=== Source document ===
-- -- --
A third group of studies reports higher motivation among CLIL learners in bilingual regions. Lasagabaster and López Beloqui (2015), using an AMTB-inspired quantitative questionnaire, found higher intrinsic and integrative motivation in CLIL learners. Their CLIL curriculum included CLIL instruction in arts, physical education, and computers, with maths and science taught partly in English. Their overall estimated exposure was considerably higher than in the other studies, approximately 1348 hours, placing the program in a high-intensity CLIL category that could be associated with the motivational advantage found. Navarro-Pablo and García-Jiménez (2018) also observed slightly higher motivation in CLIL sixth graders and stronger associations between motivation and proficiency among CLIL learners, although exposure data were not reported.
More recent evidence reinforces the importance of intensity even at young ages. Lázaro-Ibarrola and Azpilicueta-Martínez (2024) found that CLIL learners in Grades 5 and 6 receiving CLIL arts and crafts alongside EFL outperformed their non-CLIL peers in ideal L2 self and learning experience after approximately 407 hours of accumulated CLIL exposure. Expanding this line of research with a large sample (n = 895), Azpilicueta-Martínez and Lázaro-Ibarrola (2023) demonstrated that high-intensity CLIL produced significantly higher motivation than both low-CLIL and non-CLIL programs across nearly all dimensions measured, including the learning experience, integrativeness, instrumentality-promotion, degree of difficulty, and L2 self-appraisal.
-- -- --
=== Dataset entries ===
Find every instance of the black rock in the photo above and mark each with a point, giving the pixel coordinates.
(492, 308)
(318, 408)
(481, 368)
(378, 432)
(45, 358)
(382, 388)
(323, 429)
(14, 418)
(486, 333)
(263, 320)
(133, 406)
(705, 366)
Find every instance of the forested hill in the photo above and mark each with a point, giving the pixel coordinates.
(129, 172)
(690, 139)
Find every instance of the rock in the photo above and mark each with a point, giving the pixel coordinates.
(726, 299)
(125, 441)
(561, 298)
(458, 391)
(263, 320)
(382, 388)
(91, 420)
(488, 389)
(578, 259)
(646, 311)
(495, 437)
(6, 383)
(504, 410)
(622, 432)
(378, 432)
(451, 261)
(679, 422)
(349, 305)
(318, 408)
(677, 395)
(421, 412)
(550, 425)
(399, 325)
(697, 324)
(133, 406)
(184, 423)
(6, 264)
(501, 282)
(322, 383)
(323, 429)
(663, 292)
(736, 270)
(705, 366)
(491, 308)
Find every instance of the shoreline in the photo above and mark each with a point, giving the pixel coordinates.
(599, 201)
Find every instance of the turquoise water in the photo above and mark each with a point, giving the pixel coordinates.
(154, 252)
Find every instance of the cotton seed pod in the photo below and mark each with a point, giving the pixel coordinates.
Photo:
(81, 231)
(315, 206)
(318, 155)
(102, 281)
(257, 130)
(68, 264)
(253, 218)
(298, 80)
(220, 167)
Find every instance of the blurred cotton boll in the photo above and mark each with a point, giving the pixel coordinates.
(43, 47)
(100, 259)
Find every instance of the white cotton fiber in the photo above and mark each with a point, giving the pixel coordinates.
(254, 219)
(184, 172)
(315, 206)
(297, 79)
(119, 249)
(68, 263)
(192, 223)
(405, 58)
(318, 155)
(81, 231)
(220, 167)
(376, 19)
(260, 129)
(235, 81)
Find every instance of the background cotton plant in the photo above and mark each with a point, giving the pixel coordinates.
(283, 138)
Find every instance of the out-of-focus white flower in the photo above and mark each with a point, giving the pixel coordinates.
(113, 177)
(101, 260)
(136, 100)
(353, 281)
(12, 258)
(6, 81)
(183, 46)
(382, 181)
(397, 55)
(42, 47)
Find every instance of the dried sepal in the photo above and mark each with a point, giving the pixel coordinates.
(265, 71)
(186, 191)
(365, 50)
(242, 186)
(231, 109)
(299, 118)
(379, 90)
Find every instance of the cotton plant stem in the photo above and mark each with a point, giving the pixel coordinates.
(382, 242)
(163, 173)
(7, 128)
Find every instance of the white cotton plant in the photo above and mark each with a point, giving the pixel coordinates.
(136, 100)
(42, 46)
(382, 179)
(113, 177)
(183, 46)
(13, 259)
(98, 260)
-- -- --
=== What is being asked ===
Reproduce the passage on CLIL intensity and learner motivation in full, word for word. Nothing in the records is needed here.

=== Solution for this task ===
A third group of studies reports higher motivation among CLIL learners in bilingual regions. Lasagabaster and López Beloqui (2015), using an AMTB-inspired quantitative questionnaire, found higher intrinsic and integrative motivation in CLIL learners. Their CLIL curriculum included CLIL instruction in arts, physical education, and computers, with maths and science taught partly in English. Their overall estimated exposure was considerably higher than in the other studies, approximately 1348 hours, placing the program in a high-intensity CLIL category that could be associated with the motivational advantage found. Navarro-Pablo and García-Jiménez (2018) also observed slightly higher motivation in CLIL sixth graders and stronger associations between motivation and proficiency among CLIL learners, although exposure data were not reported.
More recent evidence reinforces the importance of intensity even at young ages. Lázaro-Ibarrola and Azpilicueta-Martínez (2024) found that CLIL learners in Grades 5 and 6 receiving CLIL arts and crafts alongside EFL outperformed their non-CLIL peers in ideal L2 self and learning experience after approximately 407 hours of accumulated CLIL exposure. Expanding this line of research with a large sample (n = 895), Azpilicueta-Martínez and Lázaro-Ibarrola (2023) demonstrated that high-intensity CLIL produced significantly higher motivation than both low-CLIL and non-CLIL programs across nearly all dimensions measured, including the learning experience, integrativeness, instrumentality-promotion, degree of difficulty, and L2 self-appraisal.